• _EXERCISE BRIEF_
What is needed is the whole of the data, set down exactly.
START MATERIALS PROVIDED
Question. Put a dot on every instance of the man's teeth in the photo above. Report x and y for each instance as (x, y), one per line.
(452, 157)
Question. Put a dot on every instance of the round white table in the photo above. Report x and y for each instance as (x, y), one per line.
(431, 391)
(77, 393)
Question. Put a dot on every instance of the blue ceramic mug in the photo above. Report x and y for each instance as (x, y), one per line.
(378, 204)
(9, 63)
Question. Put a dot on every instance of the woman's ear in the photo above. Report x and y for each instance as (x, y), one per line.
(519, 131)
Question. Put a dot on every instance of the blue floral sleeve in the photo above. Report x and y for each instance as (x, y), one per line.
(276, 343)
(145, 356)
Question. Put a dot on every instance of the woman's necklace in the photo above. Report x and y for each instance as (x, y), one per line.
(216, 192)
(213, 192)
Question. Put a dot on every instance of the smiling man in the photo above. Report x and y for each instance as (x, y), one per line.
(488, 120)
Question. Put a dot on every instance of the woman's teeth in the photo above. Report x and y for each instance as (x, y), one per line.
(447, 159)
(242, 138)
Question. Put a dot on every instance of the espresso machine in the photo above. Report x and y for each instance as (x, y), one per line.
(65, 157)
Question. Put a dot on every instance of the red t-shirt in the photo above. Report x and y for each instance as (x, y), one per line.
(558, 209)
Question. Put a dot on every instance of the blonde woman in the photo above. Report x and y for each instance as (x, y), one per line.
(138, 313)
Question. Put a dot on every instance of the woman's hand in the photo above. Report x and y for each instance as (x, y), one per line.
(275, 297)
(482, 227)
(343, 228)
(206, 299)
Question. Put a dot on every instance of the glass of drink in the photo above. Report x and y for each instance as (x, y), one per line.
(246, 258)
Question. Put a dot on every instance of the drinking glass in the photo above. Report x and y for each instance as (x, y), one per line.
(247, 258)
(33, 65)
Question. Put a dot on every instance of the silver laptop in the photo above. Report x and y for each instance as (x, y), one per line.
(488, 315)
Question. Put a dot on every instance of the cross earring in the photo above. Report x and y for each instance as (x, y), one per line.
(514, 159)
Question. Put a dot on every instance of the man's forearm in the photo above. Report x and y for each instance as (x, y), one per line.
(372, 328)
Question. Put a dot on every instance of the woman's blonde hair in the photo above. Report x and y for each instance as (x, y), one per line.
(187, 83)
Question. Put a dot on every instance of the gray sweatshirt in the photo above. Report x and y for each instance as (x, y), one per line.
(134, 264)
END MATERIALS PROVIDED
• _WRITTEN ANSWER_
Question. Put a dot on every instance of the man's teeth in the photo above. Report x and y for each instance as (x, y), one per line.
(452, 157)
Question. Put a dot on every instance of the round white table in the photo above. Report x and y for each instance as (x, y), one per line.
(431, 391)
(77, 393)
Question. Put a dot on every instance of the blue ceramic mug in the photo above. Report x and y for each instance as (x, y), one per line.
(378, 204)
(9, 63)
Question. Put a dot on every instance of the woman's ear in the photo above. Report x and y for each instance as (x, y), one per line.
(519, 131)
Question. Put a dot on every instance of the blue floral sleeve in the photo above. Report x and y for each instance as (x, y), one per line.
(276, 343)
(145, 356)
Question. Put a dot on every instance of the woman's necklace in the photo above. Report x and y for each instance as (x, y), one per line.
(216, 192)
(213, 192)
Question. Put a dot on every instance of the smiling man in the photo above. Report x and y for each instance as (x, y), one per line.
(488, 120)
Question. Put a dot on every instance of the woman's teeth in the photo above. Report x and y for each instance as (x, y), one per line.
(447, 159)
(242, 138)
Question. Put a dot on every instance of the espresso machine in the photo above. Report x and y for each instance as (x, y), one per line.
(65, 157)
Question. Put a dot on every instance of the red t-shirt in the photo above. Report x and y for each instance as (x, y), one per line.
(558, 209)
Question. Put a dot on every instance of the blonde woman in the photo above. Report x and y for each instance as (x, y), one per line.
(138, 313)
Question. Put a dot on every instance of the woman's hand in the photo above. Report x and y for each instance as (x, y), one per line.
(275, 297)
(482, 227)
(343, 228)
(206, 299)
Question. Put a dot on every instance of the glass of drink in the photo above. Report x and y for each instance as (x, y), one per line.
(246, 258)
Question. Put a dot on every instance of the drinking glass in the photo above. Report x and y for each instance as (x, y), one per line.
(247, 258)
(33, 65)
Question. Put a dot on every instance of the silver laptop in the photo above. Report x and y for each instance as (x, y), one per line.
(488, 315)
Question. Put a dot on every instance of the cross earring in the photo above. Report x and y for each instance as (x, y), one per line.
(514, 159)
Question. Put a dot on every instance of the man's forearm in the photo above. Report x and y for each instance as (x, y), one per line.
(372, 328)
Question. Put a dot on every instance of the woman's blonde hair in the photo above. Report x and y for each instance as (x, y), one per line.
(187, 83)
Question. Put a dot on every instance of the gray sweatshirt in the photo above. Report x and y for each instance as (x, y), one per line.
(134, 264)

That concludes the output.